* [Consignes]:
- 1) Recopiez sans modification le passage du texte sur les homes indiens qui va de « Question de M. » à « à l'Assemblée nationale. ».
- 2) D'après le texte sur les homes indiens, répondez brièvement :
(a) Quel organisme a déposé le rapport à l'Assemblée nationale ?
(b) Combien d'enfants amérindiens ont été internés dans ces pensionnats ?
(c) En quelle année un arrêté préfectoral a-t-il entériné cette pratique ?

* [Texte source]:
--------

Question de M. GAY Fabien (Seine-Saint-Denis - CRCE-K) publiée le 29/02/2024

M. Fabien Gay demande à Mme la ministre déléguée auprès du ministre de l'intérieur et des outre-mer, chargée des outre-mer l'ouverture d'une commission vérité sur les homes indiens en Guyane.
Le 1er février 2024, un rapport demandant la création d'une « commission vérité sur les homes indiens en Guyane (1935-2023) » a été déposée par l'institut francophone pour la justice et la démocratie (IFJD) à l'Assemblée nationale.
Les « homes indiens » en Guyane, sont des pensionnats catholiques dans lesquels ont été internés 2 000 enfants amérindiens entre 1935 et 2023.
Le premier établissement, situé à Mana, est initié par l'église catholique en 1935 ; en 1949, un arrêté préfectoral entérine cette pratique en prévoyant l'allocation d'un prix de journée pour chaque enfant accueilli. Avec cet appui officiel, la pratique se répand, et s'accompagne de la contrainte publique.

--------

* [Lignes enregistrées]:

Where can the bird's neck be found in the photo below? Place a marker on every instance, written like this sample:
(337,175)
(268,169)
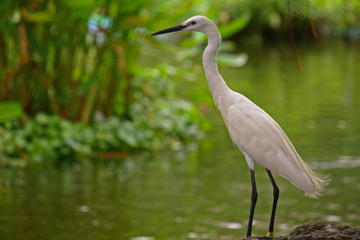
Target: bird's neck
(216,83)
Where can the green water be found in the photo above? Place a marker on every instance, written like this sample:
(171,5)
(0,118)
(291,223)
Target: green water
(205,194)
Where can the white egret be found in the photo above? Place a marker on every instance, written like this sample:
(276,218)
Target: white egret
(252,130)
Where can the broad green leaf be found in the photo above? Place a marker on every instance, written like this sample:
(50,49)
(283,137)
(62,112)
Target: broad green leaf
(9,111)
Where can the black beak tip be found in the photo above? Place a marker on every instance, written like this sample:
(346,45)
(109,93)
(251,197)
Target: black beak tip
(171,29)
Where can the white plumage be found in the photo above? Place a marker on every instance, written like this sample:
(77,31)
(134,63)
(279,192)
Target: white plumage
(252,130)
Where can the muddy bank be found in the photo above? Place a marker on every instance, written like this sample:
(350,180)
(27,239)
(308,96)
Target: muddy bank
(318,231)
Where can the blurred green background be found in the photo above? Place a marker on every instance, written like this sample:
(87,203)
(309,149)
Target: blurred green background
(108,133)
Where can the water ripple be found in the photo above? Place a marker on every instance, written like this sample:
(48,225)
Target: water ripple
(342,162)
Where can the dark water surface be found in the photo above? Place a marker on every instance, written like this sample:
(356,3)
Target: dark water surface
(205,194)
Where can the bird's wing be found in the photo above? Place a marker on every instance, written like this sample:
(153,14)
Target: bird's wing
(259,137)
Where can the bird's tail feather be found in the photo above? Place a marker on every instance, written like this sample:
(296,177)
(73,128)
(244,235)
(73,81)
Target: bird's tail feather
(319,180)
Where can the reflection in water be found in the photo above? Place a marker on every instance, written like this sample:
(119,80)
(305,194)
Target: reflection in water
(205,194)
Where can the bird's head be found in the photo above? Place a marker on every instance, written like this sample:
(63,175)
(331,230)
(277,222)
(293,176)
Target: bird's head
(196,23)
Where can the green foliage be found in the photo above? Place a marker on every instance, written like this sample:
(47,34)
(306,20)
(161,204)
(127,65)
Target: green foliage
(158,121)
(9,111)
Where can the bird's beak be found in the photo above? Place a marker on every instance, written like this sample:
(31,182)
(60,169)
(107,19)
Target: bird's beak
(170,29)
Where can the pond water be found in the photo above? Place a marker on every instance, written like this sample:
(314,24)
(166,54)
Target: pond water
(205,194)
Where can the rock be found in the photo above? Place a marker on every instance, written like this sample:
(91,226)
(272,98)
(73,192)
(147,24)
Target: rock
(318,231)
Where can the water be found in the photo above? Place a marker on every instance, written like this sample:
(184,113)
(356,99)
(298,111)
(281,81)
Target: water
(205,194)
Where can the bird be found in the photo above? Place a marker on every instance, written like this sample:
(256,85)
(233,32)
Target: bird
(255,133)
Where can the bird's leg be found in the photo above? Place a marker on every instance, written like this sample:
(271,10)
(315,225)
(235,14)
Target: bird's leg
(276,197)
(253,202)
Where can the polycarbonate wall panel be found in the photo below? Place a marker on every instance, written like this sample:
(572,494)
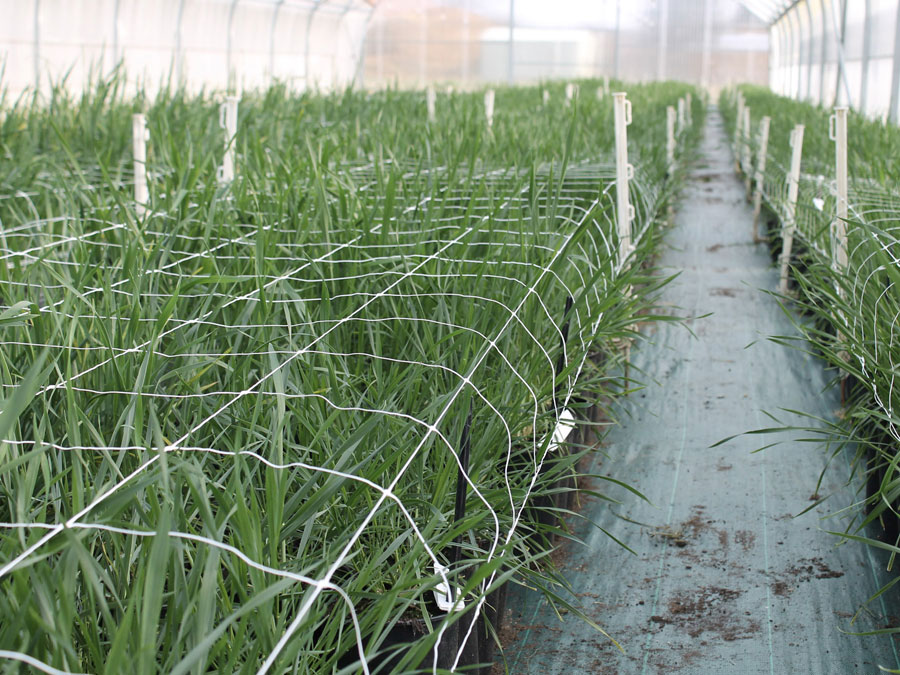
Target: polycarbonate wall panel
(469,42)
(211,44)
(838,52)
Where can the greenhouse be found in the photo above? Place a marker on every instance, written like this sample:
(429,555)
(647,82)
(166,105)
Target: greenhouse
(430,336)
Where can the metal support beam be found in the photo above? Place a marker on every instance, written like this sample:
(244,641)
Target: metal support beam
(229,65)
(706,58)
(617,39)
(511,47)
(37,45)
(809,58)
(826,8)
(272,25)
(867,55)
(662,39)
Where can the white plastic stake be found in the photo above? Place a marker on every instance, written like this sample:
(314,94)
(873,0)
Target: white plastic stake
(228,122)
(738,123)
(760,172)
(746,155)
(838,133)
(489,107)
(624,172)
(140,136)
(787,232)
(430,98)
(670,138)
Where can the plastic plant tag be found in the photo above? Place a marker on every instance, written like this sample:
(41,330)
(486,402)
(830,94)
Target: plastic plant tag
(442,592)
(563,428)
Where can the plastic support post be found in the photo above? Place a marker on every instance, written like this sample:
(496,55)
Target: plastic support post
(624,212)
(761,156)
(140,136)
(228,122)
(790,221)
(839,228)
(430,99)
(670,138)
(747,158)
(489,107)
(738,123)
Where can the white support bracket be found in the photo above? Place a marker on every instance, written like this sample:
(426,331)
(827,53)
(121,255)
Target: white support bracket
(670,139)
(761,157)
(624,172)
(430,100)
(790,221)
(489,107)
(140,136)
(838,133)
(228,122)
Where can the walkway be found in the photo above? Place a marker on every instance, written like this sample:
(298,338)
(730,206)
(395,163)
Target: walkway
(724,580)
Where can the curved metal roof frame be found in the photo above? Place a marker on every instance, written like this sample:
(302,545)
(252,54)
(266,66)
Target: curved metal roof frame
(769,10)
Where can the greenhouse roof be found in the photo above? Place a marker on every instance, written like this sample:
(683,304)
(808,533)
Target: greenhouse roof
(769,10)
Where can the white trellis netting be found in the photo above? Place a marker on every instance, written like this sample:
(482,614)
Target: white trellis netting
(269,389)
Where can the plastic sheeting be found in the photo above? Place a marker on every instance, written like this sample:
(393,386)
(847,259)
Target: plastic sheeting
(725,579)
(211,44)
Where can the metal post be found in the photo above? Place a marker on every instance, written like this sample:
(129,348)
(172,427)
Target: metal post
(706,59)
(663,39)
(823,62)
(838,133)
(275,12)
(139,138)
(809,51)
(511,53)
(616,41)
(228,122)
(465,49)
(787,232)
(624,173)
(229,44)
(307,71)
(746,158)
(895,73)
(179,55)
(761,156)
(842,68)
(670,139)
(430,98)
(116,58)
(867,55)
(423,44)
(36,47)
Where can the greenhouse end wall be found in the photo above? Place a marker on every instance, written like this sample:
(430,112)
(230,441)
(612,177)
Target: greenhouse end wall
(201,44)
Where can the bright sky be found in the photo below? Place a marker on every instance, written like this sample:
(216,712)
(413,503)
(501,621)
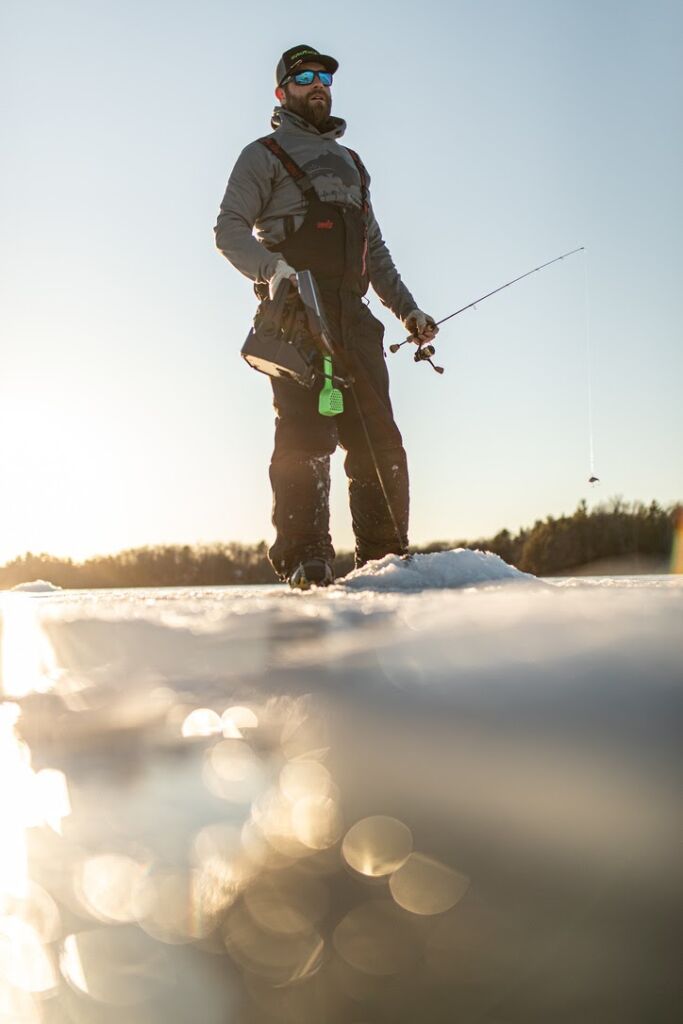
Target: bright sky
(498,135)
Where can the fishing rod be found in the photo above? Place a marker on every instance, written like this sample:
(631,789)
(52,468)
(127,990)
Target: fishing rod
(426,349)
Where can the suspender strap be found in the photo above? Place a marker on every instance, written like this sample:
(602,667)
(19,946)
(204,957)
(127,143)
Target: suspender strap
(291,166)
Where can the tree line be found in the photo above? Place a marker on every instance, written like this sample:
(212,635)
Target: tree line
(551,546)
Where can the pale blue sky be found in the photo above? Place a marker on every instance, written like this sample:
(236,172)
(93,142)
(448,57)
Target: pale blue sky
(498,135)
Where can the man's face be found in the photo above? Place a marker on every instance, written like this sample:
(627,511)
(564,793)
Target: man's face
(312,102)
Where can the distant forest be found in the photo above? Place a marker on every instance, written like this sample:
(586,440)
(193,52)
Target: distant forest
(551,547)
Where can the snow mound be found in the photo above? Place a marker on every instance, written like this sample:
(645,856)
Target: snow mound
(441,569)
(37,587)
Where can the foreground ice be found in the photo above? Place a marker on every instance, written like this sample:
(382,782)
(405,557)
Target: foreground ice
(387,802)
(36,587)
(443,569)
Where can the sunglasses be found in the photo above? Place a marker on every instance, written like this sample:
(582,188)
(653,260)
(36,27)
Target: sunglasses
(308,77)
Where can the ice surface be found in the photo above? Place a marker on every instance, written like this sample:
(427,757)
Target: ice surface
(36,587)
(230,781)
(459,567)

--------

* [Corrigé]:
- 1)
Question de M. GAY Fabien (Seine-Saint-Denis - CRCE-K) publiée le 29/02/2024

M. Fabien Gay demande à Mme la ministre déléguée auprès du ministre de l'intérieur et des outre-mer, chargée des outre-mer l'ouverture d'une commission vérité sur les homes indiens en Guyane.
Le 1er février 2024, un rapport demandant la création d'une « commission vérité sur les homes indiens en Guyane (1935-2023) » a été déposée par l'institut francophone pour la justice et la démocratie (IFJD) à l'Assemblée nationale.

- 2)
(a) L'institut francophone pour la justice et la démocratie (IFJD).
(b) 2 000 enfants.
(c) En 1949.